Records taken from a collection:
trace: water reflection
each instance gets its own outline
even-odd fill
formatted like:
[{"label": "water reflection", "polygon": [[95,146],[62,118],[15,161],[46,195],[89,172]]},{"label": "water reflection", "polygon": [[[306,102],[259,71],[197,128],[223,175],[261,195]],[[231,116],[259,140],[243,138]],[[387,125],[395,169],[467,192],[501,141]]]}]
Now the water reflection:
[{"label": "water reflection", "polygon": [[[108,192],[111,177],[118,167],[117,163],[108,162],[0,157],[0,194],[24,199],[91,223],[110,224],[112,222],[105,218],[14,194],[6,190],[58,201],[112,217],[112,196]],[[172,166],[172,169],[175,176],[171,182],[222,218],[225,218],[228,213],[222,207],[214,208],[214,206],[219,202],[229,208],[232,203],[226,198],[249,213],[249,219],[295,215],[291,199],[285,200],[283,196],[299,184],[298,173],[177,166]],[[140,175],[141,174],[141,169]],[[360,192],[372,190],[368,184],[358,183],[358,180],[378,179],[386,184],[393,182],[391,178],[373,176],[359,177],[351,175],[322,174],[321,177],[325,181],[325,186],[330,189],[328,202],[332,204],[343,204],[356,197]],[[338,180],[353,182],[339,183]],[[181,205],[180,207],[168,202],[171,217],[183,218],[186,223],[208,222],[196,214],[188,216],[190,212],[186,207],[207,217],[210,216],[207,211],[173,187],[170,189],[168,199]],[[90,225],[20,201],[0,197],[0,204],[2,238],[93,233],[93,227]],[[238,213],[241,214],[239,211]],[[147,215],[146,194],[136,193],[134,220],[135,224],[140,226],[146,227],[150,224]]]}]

• THE EXERCISE
Copy the material above word for word, keeping every line in its original order.

• PROBLEM SOLUTION
trace: water reflection
each instance gets its own outline
even-odd fill
formatted like:
[{"label": "water reflection", "polygon": [[95,146],[62,118],[15,161],[46,195],[89,172]]},{"label": "water reflection", "polygon": [[[306,102],[259,71],[197,128],[223,175],[261,195]],[[231,116],[259,140],[243,138]],[[387,125],[395,169],[467,192],[501,141]]]}]
Now the water reflection:
[{"label": "water reflection", "polygon": [[[108,192],[111,177],[118,167],[117,163],[108,162],[0,157],[0,194],[24,199],[91,223],[110,224],[112,222],[105,218],[14,194],[6,190],[58,201],[112,217],[112,196]],[[172,166],[172,169],[175,176],[171,182],[222,218],[225,218],[228,213],[222,207],[214,208],[214,206],[219,202],[229,208],[232,203],[226,198],[249,213],[249,219],[295,215],[291,199],[285,200],[283,196],[299,184],[298,173],[177,166]],[[140,175],[141,174],[141,169]],[[360,192],[372,190],[368,184],[358,183],[358,180],[378,179],[386,184],[393,182],[391,178],[373,176],[359,177],[351,175],[322,174],[321,177],[325,181],[325,186],[330,189],[328,202],[332,204],[343,204],[356,197]],[[338,180],[353,182],[339,183]],[[181,205],[180,207],[168,202],[171,217],[183,218],[186,223],[208,222],[196,214],[188,216],[190,212],[186,207],[207,217],[210,216],[207,211],[173,187],[170,189],[168,199]],[[90,225],[20,201],[0,197],[0,204],[2,238],[93,233],[93,227]],[[238,213],[241,214],[239,211]],[[147,215],[146,194],[136,193],[134,220],[135,224],[140,226],[146,227],[150,224]]]}]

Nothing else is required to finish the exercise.